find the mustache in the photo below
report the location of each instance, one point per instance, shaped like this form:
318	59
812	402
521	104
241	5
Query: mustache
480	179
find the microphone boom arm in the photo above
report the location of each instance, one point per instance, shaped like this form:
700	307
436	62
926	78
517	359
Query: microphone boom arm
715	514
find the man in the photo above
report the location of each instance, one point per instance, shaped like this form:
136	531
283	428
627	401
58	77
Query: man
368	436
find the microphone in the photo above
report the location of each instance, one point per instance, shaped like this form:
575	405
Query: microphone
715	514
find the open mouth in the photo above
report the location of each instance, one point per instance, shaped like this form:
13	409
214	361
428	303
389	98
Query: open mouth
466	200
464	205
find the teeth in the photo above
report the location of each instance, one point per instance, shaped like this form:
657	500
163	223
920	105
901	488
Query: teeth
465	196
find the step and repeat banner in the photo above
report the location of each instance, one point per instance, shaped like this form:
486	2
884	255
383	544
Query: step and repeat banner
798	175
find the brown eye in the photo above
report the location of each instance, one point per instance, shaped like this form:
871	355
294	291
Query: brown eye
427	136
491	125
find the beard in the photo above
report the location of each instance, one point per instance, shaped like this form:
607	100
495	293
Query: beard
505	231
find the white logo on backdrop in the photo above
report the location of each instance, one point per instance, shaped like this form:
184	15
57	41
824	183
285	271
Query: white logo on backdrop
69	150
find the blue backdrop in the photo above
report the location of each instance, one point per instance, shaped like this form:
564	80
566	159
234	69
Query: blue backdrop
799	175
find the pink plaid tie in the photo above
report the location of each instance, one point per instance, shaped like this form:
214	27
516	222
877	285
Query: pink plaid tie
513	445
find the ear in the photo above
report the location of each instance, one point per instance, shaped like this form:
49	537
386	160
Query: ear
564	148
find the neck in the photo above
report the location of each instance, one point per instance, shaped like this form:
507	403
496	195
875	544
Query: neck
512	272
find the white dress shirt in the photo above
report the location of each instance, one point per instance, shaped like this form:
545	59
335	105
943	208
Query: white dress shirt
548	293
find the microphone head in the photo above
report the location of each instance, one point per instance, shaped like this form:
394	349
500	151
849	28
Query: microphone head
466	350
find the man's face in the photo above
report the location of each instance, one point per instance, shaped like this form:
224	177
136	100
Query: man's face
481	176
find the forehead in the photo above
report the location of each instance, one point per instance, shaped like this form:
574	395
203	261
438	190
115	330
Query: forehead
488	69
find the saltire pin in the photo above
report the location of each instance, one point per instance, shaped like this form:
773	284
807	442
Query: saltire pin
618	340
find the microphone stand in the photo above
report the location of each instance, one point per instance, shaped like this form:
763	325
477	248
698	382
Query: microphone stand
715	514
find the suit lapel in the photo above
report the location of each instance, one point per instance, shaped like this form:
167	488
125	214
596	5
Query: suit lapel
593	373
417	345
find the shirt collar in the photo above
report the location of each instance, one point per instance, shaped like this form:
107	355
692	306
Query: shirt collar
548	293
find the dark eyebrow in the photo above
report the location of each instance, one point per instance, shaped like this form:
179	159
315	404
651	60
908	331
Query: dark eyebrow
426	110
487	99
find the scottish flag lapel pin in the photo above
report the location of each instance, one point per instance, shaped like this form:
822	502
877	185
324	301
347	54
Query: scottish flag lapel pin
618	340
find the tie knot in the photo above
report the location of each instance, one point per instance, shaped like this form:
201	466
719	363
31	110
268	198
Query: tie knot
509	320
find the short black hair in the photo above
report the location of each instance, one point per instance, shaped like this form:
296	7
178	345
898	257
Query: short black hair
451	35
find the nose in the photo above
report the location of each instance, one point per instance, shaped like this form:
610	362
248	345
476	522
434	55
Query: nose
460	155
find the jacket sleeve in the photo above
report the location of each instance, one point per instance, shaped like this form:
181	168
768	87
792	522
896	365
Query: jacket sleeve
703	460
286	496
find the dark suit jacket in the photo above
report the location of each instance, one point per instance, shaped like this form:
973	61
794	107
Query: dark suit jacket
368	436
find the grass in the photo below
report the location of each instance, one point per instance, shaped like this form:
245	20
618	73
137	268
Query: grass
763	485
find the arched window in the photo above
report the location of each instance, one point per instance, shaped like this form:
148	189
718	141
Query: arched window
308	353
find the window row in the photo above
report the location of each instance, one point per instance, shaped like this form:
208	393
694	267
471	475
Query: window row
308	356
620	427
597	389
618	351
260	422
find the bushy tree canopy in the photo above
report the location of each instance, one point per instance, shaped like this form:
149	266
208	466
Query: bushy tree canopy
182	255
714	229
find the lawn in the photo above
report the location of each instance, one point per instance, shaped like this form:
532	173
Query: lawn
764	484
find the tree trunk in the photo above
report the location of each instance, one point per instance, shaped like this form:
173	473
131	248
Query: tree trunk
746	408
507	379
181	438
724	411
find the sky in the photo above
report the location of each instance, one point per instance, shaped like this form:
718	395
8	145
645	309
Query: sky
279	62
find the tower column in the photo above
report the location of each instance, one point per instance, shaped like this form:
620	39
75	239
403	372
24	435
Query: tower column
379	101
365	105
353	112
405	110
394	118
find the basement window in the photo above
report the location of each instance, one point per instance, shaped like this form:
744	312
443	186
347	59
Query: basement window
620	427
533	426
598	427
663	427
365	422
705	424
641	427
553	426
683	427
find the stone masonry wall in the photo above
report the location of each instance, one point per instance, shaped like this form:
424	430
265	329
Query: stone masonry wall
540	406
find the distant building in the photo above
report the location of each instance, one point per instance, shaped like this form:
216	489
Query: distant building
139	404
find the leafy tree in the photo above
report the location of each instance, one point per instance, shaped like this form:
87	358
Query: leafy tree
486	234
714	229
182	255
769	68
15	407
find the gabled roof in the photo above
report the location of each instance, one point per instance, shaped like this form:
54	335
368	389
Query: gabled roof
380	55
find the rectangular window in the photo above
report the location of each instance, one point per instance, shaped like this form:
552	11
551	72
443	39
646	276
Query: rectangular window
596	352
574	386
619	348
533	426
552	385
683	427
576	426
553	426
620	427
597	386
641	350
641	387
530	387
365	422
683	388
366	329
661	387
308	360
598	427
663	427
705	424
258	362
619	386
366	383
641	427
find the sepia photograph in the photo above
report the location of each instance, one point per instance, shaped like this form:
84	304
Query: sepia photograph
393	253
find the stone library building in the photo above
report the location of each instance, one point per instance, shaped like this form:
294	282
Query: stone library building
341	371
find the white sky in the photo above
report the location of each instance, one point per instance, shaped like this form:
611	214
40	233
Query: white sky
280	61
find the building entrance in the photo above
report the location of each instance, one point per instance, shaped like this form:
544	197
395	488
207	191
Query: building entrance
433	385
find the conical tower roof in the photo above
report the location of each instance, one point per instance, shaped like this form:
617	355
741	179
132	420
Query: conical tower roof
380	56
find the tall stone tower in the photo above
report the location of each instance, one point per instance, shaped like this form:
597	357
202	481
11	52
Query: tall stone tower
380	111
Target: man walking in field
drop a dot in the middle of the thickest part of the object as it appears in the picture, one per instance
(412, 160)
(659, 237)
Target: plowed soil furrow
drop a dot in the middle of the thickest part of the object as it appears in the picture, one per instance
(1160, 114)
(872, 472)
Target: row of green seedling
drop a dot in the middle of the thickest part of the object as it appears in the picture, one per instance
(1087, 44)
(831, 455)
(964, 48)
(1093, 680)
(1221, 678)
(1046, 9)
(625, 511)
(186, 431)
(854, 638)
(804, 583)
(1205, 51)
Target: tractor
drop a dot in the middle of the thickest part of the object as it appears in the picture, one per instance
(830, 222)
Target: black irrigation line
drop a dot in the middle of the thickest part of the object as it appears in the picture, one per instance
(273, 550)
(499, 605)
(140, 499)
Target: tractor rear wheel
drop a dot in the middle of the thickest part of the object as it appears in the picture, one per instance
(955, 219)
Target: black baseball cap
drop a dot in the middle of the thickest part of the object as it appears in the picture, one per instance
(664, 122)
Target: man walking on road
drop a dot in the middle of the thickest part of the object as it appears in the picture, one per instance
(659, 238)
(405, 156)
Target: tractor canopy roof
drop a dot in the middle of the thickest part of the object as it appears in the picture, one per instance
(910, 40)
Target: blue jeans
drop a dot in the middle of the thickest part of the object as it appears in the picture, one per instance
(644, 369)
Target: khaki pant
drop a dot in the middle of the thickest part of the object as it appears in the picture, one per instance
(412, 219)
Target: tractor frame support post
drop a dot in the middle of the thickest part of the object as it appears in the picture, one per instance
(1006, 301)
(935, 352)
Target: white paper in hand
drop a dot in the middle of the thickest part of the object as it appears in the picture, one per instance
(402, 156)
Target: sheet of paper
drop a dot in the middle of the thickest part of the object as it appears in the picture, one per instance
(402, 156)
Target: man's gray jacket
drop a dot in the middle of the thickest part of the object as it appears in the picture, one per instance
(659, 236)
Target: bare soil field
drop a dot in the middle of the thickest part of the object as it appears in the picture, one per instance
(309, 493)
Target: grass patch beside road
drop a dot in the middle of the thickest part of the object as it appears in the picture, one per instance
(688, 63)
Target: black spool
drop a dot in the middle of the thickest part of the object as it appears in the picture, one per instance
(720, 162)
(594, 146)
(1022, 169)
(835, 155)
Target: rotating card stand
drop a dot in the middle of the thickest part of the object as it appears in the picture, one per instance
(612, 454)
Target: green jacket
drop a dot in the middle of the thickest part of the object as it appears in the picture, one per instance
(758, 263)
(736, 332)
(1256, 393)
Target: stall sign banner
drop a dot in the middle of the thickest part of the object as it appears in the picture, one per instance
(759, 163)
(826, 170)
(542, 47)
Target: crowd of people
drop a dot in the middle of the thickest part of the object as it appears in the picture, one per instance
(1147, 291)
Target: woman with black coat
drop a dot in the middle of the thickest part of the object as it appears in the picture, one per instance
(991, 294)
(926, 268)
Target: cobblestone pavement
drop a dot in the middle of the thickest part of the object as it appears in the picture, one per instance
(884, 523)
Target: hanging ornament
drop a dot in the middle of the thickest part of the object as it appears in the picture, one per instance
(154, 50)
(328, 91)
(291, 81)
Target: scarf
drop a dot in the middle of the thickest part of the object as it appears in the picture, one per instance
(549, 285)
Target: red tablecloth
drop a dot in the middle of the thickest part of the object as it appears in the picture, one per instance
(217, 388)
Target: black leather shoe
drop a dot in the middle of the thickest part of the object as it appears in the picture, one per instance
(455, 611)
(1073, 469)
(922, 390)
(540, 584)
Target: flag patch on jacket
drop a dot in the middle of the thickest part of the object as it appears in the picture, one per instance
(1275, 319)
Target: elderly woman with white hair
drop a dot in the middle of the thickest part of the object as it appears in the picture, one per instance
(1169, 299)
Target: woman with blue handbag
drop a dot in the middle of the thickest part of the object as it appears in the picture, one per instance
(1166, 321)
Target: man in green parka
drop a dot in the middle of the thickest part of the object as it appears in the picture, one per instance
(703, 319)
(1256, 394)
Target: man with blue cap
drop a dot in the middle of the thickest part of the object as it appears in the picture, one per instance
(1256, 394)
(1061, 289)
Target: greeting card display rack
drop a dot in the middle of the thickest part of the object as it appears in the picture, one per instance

::::

▶ SHORT TASK
Return exactly, and only, the line containing "Target: flag patch on jacket" and every line after it through the end of the material.

▶ EXERCISE RESULT
Target: flag patch on jacket
drop a dot in the middle of the thickest part of the object as it appears in the picture, one per instance
(1275, 319)
Target: elderly woman with white hair
drop a dot in the middle of the thickest part of the object as it appears in the picture, one per instance
(1169, 299)
Target: woman with blue handbag
drop a dot in the middle of the thickest part of the object as it appears in the picture, one per instance
(1166, 321)
Target: man in green parka
drop a dot in the middle of the thickest part of the object as it appears in the picture, one per instance
(703, 319)
(1256, 394)
Target: man with blue cap
drop a dot in the middle of the thickest part of the object as it appears in the picture, one per instance
(1256, 394)
(1061, 289)
Target: greeting card display rack
drop a dot in the middle of the thickest part of the object as it appears in the picture, one per instance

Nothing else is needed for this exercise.